Start

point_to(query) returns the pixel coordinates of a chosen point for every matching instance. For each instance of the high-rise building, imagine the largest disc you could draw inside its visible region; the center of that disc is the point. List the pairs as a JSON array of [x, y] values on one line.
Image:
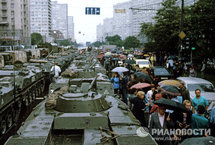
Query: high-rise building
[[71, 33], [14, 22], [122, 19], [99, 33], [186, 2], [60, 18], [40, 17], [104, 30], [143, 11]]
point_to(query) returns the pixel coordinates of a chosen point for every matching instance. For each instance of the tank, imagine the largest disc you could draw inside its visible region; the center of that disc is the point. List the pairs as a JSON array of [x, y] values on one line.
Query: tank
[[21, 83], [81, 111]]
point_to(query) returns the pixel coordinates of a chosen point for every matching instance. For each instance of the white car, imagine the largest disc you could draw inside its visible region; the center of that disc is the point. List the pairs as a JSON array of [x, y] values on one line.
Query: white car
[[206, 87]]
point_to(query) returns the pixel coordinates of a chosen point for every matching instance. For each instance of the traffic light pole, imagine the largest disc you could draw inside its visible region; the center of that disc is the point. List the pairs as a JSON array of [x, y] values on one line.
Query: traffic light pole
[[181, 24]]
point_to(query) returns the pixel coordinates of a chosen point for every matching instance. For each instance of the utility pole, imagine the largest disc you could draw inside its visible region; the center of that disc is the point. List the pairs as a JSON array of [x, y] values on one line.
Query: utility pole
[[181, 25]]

End
Start

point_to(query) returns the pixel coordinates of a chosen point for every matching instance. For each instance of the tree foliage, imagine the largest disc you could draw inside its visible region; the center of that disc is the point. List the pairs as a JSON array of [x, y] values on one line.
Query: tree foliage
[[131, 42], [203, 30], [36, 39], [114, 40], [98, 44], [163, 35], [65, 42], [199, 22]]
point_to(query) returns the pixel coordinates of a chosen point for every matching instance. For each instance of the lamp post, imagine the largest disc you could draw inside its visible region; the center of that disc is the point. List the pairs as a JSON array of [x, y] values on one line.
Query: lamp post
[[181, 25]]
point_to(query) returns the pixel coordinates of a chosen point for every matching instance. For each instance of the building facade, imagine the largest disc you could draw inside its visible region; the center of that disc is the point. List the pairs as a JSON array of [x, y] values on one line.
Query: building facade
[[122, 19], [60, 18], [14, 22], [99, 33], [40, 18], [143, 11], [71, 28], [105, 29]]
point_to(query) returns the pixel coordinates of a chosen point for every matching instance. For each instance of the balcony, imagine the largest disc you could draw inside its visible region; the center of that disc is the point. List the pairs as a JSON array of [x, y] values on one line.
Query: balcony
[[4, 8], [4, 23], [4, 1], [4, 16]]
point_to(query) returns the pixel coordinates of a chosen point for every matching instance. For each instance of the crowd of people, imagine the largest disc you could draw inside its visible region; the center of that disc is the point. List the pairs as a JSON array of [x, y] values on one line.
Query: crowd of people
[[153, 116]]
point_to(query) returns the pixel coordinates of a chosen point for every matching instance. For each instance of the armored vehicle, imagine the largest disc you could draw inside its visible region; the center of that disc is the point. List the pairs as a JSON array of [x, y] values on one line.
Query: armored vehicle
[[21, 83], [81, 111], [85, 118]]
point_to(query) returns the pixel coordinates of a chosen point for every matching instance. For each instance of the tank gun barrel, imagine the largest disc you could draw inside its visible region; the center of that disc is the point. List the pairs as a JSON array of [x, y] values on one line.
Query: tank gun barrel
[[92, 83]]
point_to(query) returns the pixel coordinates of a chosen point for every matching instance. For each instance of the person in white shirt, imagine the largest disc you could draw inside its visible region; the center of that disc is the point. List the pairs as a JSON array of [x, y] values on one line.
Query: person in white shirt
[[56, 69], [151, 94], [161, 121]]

End
Start

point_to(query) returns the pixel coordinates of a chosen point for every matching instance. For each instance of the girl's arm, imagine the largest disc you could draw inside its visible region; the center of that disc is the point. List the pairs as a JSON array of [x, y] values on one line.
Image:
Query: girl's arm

End

= PROBLEM DESCRIPTION =
Reproduce, word for word, the part of the listing that opens with the line containing "the balcony, imagine" and closes with the line containing "[[56, 69], [151, 94], [161, 121]]". Include both of those lines and nothing outside them.

= RESULT BELOW =
point_to(query) returns the pixel coordinates of a chosen point for every matching instance. For each instance of the balcony, imagine the largest disc you could draw inside its visible region; the center of that disc is the point. List the pairs as a JSON array of [x, y] values on one line.
Query: balcony
[[4, 8], [4, 23], [4, 1], [4, 16]]
point_to(query) returns the pixel coordinates of a chosen point for every matching instance. For each instance of the crowd of people, imagine the largest disc you could draw inside its visible region; the center of that disc is the point. List the pairs as a JSON array of [x, y] values on one line.
Query: crowd of people
[[153, 116]]
point_to(query) returns the pixel coordinates of a chosen point for every matching instance. For each instance of the armored vehicle, imagine the largest disc you could draw inside its visible region; the center of that disc is the point. List the pairs as a JSON array of [x, y] values on one line.
Query: armored vehicle
[[21, 83], [81, 111], [85, 118]]
point_to(query) returns the pixel coordinates of a chosen point for every matching instance. For each instance of the tank gun barrel, imagine the largest disc you could draw inside its visible region; the center of that disc is the point. List the pairs as a JSON array of [x, y] values on one line.
Query: tank gun barrel
[[92, 83]]
point_to(query) returns the pixel coordinates of a chosen point for every matching instance. For each instance of the person in white shirt, imagine the largest disc you could draw inside its visible region; the center of that disc is the point. List the pairs as a JSON array of [x, y] values on one line.
Query: person in white shirt
[[56, 69], [151, 94], [161, 121]]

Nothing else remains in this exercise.